#### Work item:
The answer must be every line of the records below that contains the word "windshield", copied out.

Data listing section start

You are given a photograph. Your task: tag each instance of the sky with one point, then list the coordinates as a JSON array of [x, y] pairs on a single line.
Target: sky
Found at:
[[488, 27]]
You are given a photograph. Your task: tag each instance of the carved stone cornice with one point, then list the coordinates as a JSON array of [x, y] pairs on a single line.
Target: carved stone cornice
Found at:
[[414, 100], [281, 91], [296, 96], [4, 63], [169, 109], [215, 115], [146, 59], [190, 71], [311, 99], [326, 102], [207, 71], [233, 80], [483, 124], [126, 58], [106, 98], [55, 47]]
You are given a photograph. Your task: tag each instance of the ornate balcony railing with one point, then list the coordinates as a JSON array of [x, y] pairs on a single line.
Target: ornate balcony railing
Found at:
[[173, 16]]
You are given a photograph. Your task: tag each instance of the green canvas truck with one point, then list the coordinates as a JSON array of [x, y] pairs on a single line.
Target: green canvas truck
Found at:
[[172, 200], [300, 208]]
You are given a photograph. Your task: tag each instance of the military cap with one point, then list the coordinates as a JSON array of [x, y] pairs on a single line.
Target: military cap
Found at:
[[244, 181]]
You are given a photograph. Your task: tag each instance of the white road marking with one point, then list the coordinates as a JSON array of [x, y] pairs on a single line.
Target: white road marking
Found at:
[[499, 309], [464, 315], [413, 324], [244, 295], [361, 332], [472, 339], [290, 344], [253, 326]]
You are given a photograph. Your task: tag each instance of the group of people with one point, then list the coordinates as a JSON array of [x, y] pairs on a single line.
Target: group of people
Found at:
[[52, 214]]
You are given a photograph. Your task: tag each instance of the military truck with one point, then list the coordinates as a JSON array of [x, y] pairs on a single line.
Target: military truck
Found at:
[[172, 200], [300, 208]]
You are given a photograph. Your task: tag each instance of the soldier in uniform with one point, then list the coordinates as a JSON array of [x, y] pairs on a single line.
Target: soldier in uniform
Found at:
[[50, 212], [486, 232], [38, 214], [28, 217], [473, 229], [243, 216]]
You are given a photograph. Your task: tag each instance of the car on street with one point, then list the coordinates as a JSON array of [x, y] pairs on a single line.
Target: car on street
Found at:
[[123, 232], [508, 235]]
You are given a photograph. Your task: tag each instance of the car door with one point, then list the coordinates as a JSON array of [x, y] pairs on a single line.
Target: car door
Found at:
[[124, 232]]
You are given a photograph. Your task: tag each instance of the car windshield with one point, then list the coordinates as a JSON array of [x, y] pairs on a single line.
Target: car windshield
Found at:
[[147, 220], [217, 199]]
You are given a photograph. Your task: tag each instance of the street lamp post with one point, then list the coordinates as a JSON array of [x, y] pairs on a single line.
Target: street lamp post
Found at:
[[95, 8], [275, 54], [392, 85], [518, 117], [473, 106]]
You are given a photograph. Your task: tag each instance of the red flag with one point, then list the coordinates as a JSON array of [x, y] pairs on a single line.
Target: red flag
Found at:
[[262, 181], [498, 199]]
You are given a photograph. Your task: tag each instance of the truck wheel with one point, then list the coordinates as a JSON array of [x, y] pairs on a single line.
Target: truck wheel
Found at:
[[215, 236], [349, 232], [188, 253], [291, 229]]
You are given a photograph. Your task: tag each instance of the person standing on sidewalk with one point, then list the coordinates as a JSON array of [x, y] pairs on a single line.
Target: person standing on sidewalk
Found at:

Data listing section end

#### Your response:
You are given a photograph. Your task: tag each instance of the car windshield with one point, then list the coordinates as a JSON array of [x, y] pairs on a single line.
Target: car windshield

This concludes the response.